### 学習目標:
本文抜粋を読んで、次の問いに答えなさい。
1. 筆者が更新を休んでいたのは、何から回復するのを待っていたためか。
2. 今井哲也『ぼくらのよあけ』は全何巻の作品か。
3. 『ぼくらのよあけ』の物語は、いつの時代を舞台にしているか。

### 本文抜粋:
_ _ _ _
2015-01-20 16:0451pt
どうも。長いあいだお待たせしました。インフルエンザからほぼ完全に回復したので、更新を再開します。
いやー、今回のインフルはしつこかった。熱はすぐに下がったものの全身の倦怠感がしばらく続き、だるだるっとした気分で家に張り付いているよりほかありませんでした。
やっぱり風邪ひいていると長い文章は書けないものですね。書いては消し、書いては消したりしていたのですが、どうしてもまともなものが仕上がらなかった。健康大事。
それにしてもこういう時、Kindleのシステムはものすごく便利です。自室にいながらにして欲しい本を欲しいだけ手に入れることができるし、また入手した本を読むこともできる。
ひと昔前だったら考えられないことだったわけで、まさに神システムというしかありません。不満は色々あるけれどね。
そういうわけで、以前、Kindleで落としていた今井哲也『ぼくらのよあけ』全2巻を読み上げました。漫画の長編化が進みつづけるきょう、全2巻の作品というと「さては打ち切られたか」と勘ぐられそうですが、この漫画はたった2冊できれいに終わっています。
特に傑作というほど飛び抜けた何かがあるわけではないのですが、いまどきめずらしい王道ジュヴナイルSFの快作といっていいのではないかと。
物語は2030年代の近未来を舞台に、地球へ落ちてきた異星の宇宙船を宇宙へ還そうとする少年たちのひと夏の物語を綴って行きます。
2030年代ということで現代に比べて科学が進歩していて、人工知能なども発達しているものの、基本的にはいまと変わらない社会の描写です。
じっさい、こういう近未来を描くのはものすごくむずかしいと思う。あっというまに現実に追い抜かれて古くなってしまいますし、現実的な未来予想をしただけではSFとして面白みがありませんから。
その、いまと少しだけ違う、しかしいじめもあれば犯罪も残っている社会で、ひと夏の冒険が繰りひろげられるわけです。
2030年代というと『攻殻機動隊』シリーズとほぼ同じ時代なのですが、あそこまで生活に大きな変化があるようには見えません。まあ、『攻殻機動隊』の世界は二度に渡る世界大戦を経験しているんですけれどね。
基本的にはとても面白いSF漫画で、『大長編ドラえもん』などに近い雰囲気を感じさせます。作中の男の子たちがストレートな人間関係を築いている一方、女の子たちは複雑で陰湿ないじめ関係を構築しているというあたり、ちょっと定型的かな、という気もしないでもありませんが。
というか、作中のすべての描写が、おそらくは意図的に「どこかで見たことがある」ものに仕上げられていて、それが長所とも短所ともいえると思います。まったく斬新なものを目指そうとしたというよりは、「なつかしい未来」を指向した作品だったのかな、と。
印象的なのは、脇役で出て来るいじめっ子の女の子。彼女はひたすら周囲をいじめる「いやな奴」として描かれるのですが、ある時、構図がくるっと逆転して、「いじめられる側」へと転落します。
_ _ _ _
### データ行:
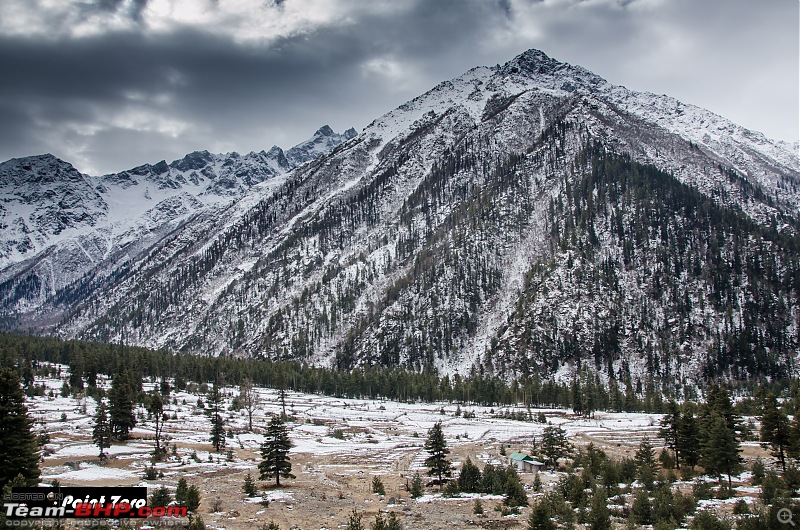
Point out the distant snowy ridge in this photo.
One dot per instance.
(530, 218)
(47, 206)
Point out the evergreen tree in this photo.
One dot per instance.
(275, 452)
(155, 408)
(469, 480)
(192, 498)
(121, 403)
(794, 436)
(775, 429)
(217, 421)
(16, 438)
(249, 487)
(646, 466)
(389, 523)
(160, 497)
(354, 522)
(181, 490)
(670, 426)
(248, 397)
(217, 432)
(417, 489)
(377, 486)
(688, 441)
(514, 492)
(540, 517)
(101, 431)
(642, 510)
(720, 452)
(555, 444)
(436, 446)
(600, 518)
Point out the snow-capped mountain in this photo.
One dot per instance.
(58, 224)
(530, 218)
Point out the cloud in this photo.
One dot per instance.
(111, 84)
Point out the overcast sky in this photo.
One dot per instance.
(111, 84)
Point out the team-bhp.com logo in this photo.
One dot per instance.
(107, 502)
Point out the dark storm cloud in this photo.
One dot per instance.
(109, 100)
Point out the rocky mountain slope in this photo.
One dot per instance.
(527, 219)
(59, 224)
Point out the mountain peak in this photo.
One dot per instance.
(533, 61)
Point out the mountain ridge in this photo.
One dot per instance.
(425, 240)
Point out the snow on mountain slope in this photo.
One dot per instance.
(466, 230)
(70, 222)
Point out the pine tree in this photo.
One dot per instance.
_ _ _ _
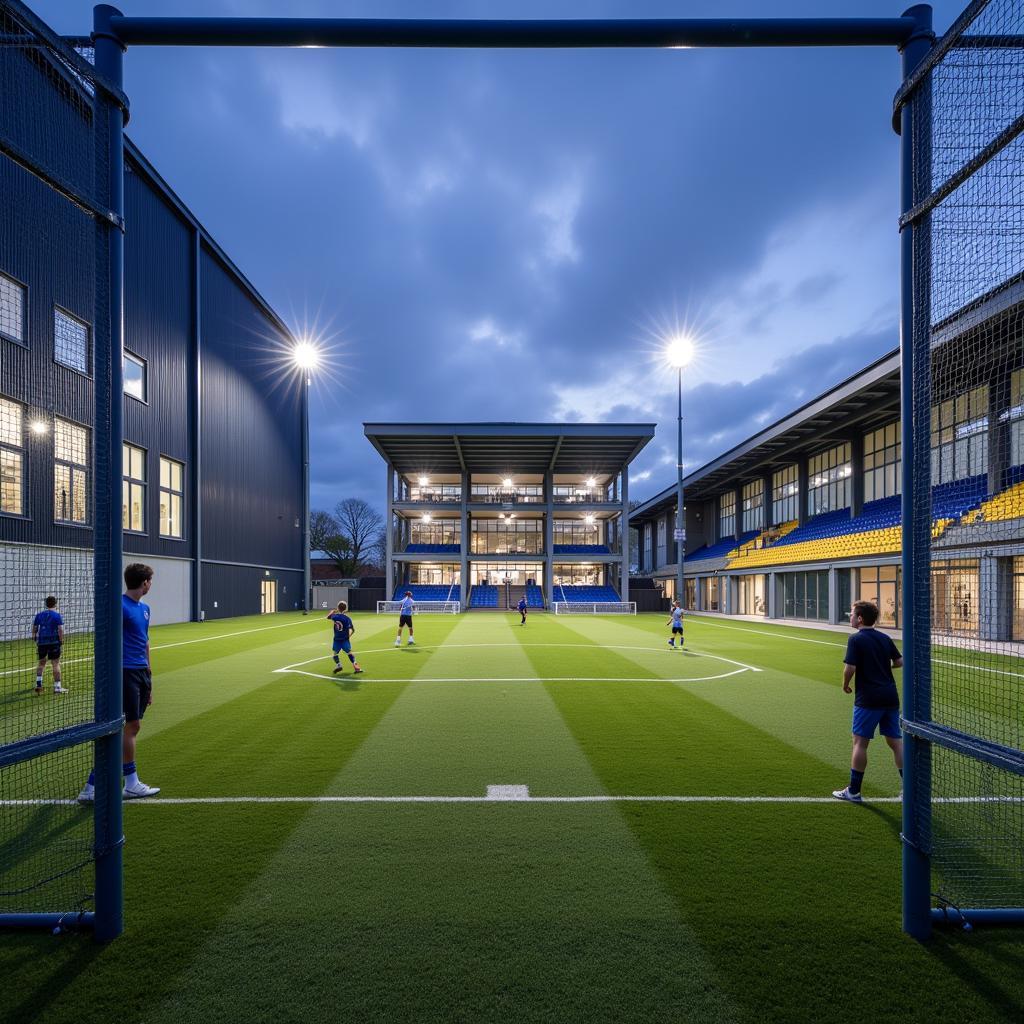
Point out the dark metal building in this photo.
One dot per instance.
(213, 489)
_ _ _ _
### 解答例:
1. インフルエンザ
2. 全2巻
3. 2030年代の近未来